# Tarefa:
Informe cada linha dos registros abaixo em que aparece a palavra "surface", copiando-a integralmente. Maiúsculas e minúsculas contam.

# Registros brutos:
##########

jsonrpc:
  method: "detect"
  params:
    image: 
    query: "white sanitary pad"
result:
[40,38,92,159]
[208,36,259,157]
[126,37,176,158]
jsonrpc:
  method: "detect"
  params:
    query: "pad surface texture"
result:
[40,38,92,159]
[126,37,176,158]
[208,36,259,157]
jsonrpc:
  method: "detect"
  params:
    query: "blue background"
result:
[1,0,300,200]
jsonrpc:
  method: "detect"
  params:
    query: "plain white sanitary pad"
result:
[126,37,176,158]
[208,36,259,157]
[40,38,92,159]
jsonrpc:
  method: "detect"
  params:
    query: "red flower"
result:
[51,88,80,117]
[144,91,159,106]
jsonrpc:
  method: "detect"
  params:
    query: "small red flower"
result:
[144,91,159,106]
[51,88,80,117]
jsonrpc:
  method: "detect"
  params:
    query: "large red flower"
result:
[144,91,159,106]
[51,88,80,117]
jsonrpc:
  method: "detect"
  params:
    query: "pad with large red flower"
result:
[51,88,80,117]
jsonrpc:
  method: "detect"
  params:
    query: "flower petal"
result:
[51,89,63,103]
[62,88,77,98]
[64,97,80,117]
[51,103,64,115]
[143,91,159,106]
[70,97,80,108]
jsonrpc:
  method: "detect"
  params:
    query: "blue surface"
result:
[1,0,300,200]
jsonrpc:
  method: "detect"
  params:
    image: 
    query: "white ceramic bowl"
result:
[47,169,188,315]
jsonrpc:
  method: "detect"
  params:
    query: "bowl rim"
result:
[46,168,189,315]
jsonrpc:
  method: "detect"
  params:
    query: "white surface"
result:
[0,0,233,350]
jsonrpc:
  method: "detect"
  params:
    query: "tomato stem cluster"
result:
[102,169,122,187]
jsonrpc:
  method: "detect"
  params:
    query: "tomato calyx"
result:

##########

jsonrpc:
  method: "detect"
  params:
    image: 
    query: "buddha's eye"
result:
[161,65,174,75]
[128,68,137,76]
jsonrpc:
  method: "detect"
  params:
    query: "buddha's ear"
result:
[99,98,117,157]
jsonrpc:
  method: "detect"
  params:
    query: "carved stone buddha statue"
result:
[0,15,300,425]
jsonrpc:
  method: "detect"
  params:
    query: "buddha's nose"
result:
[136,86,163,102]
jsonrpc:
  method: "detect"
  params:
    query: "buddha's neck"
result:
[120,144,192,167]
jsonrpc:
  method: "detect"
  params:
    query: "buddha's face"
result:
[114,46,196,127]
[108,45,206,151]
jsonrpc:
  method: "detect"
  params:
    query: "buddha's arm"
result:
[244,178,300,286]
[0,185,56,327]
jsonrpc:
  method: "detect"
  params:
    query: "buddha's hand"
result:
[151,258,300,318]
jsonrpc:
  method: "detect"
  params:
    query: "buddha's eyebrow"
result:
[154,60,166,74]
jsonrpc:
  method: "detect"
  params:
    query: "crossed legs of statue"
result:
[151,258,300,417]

##########

# Resultado do exercício:
    query: "pad surface texture"
    query: "blue surface"
    query: "white surface"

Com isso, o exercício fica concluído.